- Tasks to carry out:
(A) In the forum thread about Angelina Jolie, shorten the paragraph beginning "This is huge news!" while keeping its main facts.
(B) Continue the forum thread about Angelina Jolie from its final line.

- Provided passage:
# Angelina Jolie possibly expecting a baby!!!



## sebastian (Aug 11, 2004)

This is huge news! So huge in fact that MSNBC had it sandwhiched between a story about the doomed miners in West Virginia and something about that whole Iraq thing. Front page, headline news!

http://www.msnbc.msn.com/id/10802574/

I just have one question that unfortunately this breakthrough article from Associated Press fails to address...and that is this...

WHO

THE

FU(K

CARES???

Sorry, had to get that out of my system.


----------



## Guest (Jan 11, 2006)

I hope she doesn't make me pay child support


----------



## Axel19 (Aug 11, 2004)

WTF she assured me she was on the pill.


----------



## Guest (Jan 11, 2006)

I was worried when I saw this thread subject, then I saw who posted it.
Whew! I thought we'd gone tabloid..


----------



## Guest (Jan 11, 2006)

They've been saying this for months.
How sad, it's actually old news.

What's even more crazy is they announced that she is only"possibly expecting".
There are only two possibilities you either are or you are not.

What is this whole celeb baby hype?
Like it's some sort of miracle....... :lol:

atleast Britney's doing well :wink:


----------



## rainboteers (Apr 5, 2005)

beachgirl said:


> I was worried when I saw this thread subject, then I saw who posted it.
> Whew! I thought we'd gone tabloid..


 :lol:


----------



## MrMortgage (Aug 26, 2005)

Oh God, I cant stand all that celebrity crap. WHO THE FROCK CARES. Well...I know I'll probably get attacked for this but its the truth, a lot of women and homosexuals feed off that stuff.

I can only imagine, if I was Brad Pitt and the cameras were in my face the whole time last year when I was trying to get over a broken heart and DP/DR, I honestly think I might of commited suicide or killed someone.

Leave celebs alone!!!


----------



## enngirl5 (Aug 10, 2004)

Segmentation dataset records

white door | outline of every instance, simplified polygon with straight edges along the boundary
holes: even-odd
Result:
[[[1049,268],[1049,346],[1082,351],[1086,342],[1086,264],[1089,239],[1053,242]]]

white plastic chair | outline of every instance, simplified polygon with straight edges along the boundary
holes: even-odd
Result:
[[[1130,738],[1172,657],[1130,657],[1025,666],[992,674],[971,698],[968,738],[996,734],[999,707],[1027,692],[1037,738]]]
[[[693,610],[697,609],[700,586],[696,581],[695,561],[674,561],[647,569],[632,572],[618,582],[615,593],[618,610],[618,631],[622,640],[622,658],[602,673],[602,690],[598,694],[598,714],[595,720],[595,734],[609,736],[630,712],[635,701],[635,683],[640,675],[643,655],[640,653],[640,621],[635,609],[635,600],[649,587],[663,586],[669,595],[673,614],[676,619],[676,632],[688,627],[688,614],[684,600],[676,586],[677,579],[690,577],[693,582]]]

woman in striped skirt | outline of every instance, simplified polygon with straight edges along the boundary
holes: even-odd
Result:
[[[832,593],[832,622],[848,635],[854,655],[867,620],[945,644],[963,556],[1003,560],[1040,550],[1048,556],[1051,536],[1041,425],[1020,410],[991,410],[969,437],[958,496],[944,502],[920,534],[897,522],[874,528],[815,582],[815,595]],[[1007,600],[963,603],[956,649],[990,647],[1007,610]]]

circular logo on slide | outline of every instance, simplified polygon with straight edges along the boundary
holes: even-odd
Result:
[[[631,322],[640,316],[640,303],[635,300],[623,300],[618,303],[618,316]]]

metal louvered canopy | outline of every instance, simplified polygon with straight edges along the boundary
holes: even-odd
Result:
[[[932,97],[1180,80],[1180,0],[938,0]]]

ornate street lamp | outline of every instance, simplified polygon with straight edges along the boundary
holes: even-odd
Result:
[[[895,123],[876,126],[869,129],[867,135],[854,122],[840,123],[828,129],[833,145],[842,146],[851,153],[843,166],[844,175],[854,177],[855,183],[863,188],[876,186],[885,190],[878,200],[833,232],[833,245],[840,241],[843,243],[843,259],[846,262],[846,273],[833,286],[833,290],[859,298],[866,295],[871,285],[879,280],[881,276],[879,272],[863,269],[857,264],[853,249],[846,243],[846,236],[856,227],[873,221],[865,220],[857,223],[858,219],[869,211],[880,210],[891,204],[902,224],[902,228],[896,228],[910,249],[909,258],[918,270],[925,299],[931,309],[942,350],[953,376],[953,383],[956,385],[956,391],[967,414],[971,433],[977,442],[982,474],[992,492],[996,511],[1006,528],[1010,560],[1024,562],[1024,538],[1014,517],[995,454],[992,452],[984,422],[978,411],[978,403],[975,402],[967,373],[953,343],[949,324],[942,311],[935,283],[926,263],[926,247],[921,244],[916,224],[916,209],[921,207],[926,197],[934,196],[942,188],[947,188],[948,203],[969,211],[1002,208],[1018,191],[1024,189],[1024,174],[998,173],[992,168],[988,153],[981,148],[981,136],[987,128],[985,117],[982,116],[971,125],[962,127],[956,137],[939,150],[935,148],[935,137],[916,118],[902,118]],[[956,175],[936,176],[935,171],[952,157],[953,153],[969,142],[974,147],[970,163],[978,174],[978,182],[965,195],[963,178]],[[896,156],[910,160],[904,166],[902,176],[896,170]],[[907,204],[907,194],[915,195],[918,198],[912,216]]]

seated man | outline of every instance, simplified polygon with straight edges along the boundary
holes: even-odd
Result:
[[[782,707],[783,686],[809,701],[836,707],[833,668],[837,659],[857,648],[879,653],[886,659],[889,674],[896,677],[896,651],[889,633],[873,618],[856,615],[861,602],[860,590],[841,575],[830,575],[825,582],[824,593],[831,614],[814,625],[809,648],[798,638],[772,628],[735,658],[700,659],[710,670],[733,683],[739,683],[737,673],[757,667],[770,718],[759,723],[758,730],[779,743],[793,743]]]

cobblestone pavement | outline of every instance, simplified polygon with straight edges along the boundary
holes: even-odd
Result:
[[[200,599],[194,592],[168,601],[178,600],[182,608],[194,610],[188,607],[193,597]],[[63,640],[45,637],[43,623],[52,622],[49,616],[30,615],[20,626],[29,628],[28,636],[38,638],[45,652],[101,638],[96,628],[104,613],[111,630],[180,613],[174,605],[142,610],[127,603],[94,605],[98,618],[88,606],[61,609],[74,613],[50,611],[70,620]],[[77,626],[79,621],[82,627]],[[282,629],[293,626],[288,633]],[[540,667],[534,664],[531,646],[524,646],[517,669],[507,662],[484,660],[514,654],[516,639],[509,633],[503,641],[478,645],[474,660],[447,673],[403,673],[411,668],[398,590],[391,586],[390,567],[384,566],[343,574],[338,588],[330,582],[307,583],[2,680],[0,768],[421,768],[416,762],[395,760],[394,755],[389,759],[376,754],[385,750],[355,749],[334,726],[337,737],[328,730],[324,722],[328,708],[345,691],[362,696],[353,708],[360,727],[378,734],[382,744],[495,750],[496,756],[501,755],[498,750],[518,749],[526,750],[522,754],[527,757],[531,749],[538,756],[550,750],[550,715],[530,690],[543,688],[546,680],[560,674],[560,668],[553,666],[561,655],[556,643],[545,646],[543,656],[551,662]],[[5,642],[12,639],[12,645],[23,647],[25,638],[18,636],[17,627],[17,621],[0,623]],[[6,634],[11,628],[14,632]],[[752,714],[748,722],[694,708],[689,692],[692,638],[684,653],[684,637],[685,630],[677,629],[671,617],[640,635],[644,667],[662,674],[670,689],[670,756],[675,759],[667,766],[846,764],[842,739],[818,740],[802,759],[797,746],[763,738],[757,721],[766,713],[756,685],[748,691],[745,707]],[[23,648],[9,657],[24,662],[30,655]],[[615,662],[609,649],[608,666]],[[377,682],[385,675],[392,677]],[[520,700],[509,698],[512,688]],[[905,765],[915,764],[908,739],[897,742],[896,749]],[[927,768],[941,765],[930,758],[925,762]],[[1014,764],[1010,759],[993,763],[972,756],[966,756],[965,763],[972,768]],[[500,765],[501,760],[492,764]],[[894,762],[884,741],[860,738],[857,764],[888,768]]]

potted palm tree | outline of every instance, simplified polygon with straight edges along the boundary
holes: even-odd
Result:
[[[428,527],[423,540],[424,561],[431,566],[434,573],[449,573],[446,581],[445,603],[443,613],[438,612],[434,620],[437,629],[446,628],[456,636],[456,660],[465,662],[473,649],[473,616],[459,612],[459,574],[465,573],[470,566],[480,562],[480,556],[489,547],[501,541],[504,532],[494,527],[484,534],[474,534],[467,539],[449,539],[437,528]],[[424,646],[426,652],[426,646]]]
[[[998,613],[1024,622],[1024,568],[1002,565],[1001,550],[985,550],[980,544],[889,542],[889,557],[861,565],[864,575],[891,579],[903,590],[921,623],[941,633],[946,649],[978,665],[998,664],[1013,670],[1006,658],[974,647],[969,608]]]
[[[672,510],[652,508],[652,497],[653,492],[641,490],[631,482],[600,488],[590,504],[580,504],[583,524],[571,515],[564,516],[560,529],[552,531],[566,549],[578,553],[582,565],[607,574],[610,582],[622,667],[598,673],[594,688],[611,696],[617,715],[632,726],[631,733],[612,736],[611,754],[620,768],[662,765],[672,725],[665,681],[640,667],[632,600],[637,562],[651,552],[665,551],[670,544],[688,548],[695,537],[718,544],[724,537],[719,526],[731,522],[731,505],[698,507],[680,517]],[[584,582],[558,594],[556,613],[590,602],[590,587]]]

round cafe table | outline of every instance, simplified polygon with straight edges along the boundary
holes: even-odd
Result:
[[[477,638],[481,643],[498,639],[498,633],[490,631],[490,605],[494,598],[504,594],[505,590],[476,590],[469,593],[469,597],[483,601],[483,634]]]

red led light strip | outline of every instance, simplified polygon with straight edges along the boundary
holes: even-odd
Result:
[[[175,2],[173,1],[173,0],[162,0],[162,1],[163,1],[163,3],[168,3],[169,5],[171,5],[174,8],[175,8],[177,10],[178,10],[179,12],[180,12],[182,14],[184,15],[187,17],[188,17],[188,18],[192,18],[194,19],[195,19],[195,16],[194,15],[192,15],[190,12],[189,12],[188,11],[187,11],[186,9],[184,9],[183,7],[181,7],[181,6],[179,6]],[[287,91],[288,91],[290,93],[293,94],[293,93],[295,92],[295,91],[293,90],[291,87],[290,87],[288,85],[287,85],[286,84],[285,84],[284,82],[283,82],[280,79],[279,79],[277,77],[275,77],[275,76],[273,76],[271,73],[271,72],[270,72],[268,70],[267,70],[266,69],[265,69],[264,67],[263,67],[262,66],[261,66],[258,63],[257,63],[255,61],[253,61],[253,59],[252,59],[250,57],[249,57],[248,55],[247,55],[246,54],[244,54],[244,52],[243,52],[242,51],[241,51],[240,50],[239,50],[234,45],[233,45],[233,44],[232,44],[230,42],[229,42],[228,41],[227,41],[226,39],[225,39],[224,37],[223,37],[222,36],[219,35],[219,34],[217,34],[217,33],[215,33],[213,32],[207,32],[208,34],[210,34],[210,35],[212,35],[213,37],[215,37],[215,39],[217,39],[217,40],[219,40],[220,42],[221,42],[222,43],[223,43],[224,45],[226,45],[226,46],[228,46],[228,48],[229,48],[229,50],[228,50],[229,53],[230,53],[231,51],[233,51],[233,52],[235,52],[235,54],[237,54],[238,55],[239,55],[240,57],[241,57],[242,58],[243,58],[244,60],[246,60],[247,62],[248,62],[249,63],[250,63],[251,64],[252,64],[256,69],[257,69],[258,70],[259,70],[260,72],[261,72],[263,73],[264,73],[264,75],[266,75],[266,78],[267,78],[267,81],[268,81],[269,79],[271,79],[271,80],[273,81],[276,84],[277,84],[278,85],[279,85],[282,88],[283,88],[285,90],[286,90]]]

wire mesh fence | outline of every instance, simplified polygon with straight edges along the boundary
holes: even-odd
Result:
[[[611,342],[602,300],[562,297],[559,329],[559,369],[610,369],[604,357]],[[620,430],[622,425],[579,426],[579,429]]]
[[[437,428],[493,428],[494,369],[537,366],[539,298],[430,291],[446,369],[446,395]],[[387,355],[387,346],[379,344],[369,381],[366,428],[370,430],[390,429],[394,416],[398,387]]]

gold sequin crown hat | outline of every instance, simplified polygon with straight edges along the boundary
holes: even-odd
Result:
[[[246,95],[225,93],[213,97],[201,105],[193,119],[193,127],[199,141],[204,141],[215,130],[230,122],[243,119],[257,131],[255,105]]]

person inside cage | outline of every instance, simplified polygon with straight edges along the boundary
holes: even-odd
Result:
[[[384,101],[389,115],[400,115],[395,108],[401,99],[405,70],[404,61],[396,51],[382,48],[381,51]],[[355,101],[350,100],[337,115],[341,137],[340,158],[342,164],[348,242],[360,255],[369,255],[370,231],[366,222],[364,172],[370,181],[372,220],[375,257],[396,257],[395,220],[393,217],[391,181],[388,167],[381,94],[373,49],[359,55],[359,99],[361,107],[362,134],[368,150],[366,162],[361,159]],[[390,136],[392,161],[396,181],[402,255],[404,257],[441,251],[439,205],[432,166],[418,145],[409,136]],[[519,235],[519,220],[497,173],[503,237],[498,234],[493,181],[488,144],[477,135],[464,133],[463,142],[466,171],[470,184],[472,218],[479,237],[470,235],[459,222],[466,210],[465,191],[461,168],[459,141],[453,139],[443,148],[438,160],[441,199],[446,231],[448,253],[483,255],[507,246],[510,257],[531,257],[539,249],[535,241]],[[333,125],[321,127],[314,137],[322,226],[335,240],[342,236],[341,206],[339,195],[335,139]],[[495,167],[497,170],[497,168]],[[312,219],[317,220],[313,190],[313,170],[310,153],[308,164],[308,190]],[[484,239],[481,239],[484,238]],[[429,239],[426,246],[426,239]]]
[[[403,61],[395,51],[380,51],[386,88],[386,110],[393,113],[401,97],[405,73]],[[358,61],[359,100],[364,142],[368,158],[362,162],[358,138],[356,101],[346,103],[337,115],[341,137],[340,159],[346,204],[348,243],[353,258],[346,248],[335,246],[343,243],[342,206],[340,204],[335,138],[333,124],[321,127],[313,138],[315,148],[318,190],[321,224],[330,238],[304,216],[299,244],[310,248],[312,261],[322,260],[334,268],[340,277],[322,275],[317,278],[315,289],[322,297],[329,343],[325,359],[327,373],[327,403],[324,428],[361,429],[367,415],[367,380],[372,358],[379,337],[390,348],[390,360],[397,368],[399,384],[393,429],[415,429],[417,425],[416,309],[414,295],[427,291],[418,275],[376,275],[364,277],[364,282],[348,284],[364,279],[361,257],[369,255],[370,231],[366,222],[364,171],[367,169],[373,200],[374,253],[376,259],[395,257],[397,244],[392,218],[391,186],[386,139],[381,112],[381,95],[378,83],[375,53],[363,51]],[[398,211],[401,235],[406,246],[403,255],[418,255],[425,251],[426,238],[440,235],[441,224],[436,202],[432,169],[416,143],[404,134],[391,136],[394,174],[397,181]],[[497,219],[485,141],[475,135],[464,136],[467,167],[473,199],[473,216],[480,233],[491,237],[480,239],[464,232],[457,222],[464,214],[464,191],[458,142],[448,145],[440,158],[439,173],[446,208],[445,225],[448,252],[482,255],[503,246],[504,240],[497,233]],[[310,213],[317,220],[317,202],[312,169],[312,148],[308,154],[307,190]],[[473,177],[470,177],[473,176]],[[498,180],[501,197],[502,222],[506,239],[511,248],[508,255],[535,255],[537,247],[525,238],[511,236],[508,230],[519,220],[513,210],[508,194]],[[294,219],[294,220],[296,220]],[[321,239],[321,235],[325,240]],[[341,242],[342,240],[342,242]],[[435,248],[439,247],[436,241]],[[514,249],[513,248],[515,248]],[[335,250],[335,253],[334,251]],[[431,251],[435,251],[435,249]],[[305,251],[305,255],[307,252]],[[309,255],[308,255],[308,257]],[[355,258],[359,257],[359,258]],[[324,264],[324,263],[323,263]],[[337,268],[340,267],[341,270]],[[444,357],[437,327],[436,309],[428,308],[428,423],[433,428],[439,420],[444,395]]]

- Answers for the tasks:
(A) MSNBC ran the story as front-page headline news, placing it between a report on the doomed miners in West Virginia and an item about Iraq.

(B)
Celebrities should leave us alone! Like filling our radios and theaters with crappy movies over and over again. Then theres the media affect on us such as women feeling they have to weigh 90 pounds to be beautiful. These people aren't famous because of their talent. They're famous because of their image which is created in the press. Therefore without all this attention, there goes their millions of dollars. The whole thing is ridiculous.


----------



## Guest (Jan 12, 2006)

So she just called me and told me that I MIGHT NOT be the father because apparently she slept with a few other men, right before me and her started dating.

If im not the father its over, but thats ok because earlier today I was flirting with Jessica Alba and got her number.


----------



## Guest (Jan 12, 2006)

oh the price of fame

yeah back off, those poor celebs just hate being in the public eye.......well excpet when they have a new movie/album coming out or a new perfume or underwear range.
Or when they want the world to know about the next up coming wedding after jumping all over Oprah's couch

Gotta take the good with bad.If they can't stand the heat.......... :roll: 
they can always go back to waitering


----------



## Martinelv (Aug 10, 2004)

If it's not mine, as I suspect it might be, then Brad Pitt should have his eyes gouged out with a spoon and salt poured into the sockets.


----------



## Axel19 (Aug 11, 2004)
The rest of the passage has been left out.